» Text section:

    What else is there to lose, after all, …but a publishing contract?

  4. One of Boyd’s acolytes has taken me to task for failing to mention Boyd’s energy-maneuverability report, co-authored with Tom Christie, for which Boyd won several prestigious awards including the Harold Brown award, the “highest scientific award granted by the Air Force.” (Coram, p. 310) His “Aerial Attack Study” became the international bible of air-air combat. Both of these were classified for many years, but they do show Boyd’s ability to write persuasively about complex technical topics.

  5. Boyd like to needle a little about besting an IBM Research Nobel price-winning physicist about something in energy-maneuverability (at a president science advisory meeting). He would also mention being contacted that Aerial Attack Study being the air-air combat manual for our enemies … a translated version was supposedly word-for-word except ft/miles converted to metric.

    • I’d heard that, too. At least we knew what their tactics were going to be.

      In actual fact, though, Soviet doctrine (e.g., tight ground control) made it difficult for them to use the AAS.

  6. From GI Wilson, who worked closely with Boyd during the campaign to instill maneuver warfare into the Marine Corps:

    My experience with Boyd, from knowing him for about 20 years, taught me that writing in and of itself is just one means of communication. I thought Boyd was an excellent writer who spent a lot of time choosing the right, concise, and exacting words for his burst transmissions, though some of those “burst transmission” would be 3-4 hour phone conversation from late at night to early in the morning.

» What to do:
1 – Retype the part of the text about Boyd that opens with the words containing "4. One of Boyd’s" and closes with "converted to metric.".
2 – In the text about Boyd, who co-authored the energy-maneuverability report with Boyd?

» Dataset excerpts:
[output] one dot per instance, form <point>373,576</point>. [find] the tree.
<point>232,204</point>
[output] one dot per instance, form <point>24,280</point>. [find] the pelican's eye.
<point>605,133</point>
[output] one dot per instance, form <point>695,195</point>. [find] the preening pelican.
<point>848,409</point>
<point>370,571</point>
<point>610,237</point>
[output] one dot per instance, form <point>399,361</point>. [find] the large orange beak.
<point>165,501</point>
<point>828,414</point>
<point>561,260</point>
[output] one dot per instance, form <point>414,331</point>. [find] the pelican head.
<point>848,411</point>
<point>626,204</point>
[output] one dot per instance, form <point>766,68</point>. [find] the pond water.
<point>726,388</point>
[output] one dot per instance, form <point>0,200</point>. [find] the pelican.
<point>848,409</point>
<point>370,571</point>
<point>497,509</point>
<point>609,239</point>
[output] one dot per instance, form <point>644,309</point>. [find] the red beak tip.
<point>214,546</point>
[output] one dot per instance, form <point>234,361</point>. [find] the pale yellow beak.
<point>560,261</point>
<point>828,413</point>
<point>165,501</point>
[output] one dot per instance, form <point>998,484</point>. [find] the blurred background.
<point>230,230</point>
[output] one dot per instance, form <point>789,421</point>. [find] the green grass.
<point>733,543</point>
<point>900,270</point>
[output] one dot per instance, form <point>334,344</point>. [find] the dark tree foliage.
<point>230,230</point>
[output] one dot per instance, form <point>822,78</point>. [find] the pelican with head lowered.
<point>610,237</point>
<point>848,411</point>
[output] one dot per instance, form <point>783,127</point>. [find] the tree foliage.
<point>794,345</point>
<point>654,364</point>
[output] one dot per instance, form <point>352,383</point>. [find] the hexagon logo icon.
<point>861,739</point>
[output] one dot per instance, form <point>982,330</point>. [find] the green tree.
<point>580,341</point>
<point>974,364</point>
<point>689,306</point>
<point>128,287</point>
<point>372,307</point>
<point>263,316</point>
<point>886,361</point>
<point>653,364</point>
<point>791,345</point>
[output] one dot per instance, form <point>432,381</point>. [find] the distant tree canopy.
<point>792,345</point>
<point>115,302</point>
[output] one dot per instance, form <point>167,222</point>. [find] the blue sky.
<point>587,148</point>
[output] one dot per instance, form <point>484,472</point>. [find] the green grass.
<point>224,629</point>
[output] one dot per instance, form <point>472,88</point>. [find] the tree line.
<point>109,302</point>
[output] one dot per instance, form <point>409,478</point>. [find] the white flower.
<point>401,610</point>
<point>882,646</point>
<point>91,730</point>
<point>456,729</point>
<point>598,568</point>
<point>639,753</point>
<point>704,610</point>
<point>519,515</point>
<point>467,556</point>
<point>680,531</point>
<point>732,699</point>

» Answers for the tasks:
1 –
4. One of Boyd’s acolytes has taken me to task for failing to mention Boyd’s energy-maneuverability report, co-authored with Tom Christie, for which Boyd won several prestigious awards including the Harold Brown award, the “highest scientific award granted by the Air Force.” (Coram, p. 310) His “Aerial Attack Study” became the international bible of air-air combat. Both of these were classified for many years, but they do show Boyd’s ability to write persuasively about complex technical topics.

  5. Boyd like to needle a little about besting an IBM Research Nobel price-winning physicist about something in energy-maneuverability (at a president science advisory meeting). He would also mention being contacted that Aerial Attack Study being the air-air combat manual for our enemies … a translated version was supposedly word-for-word except ft/miles converted to metric.

2 – Tom Christie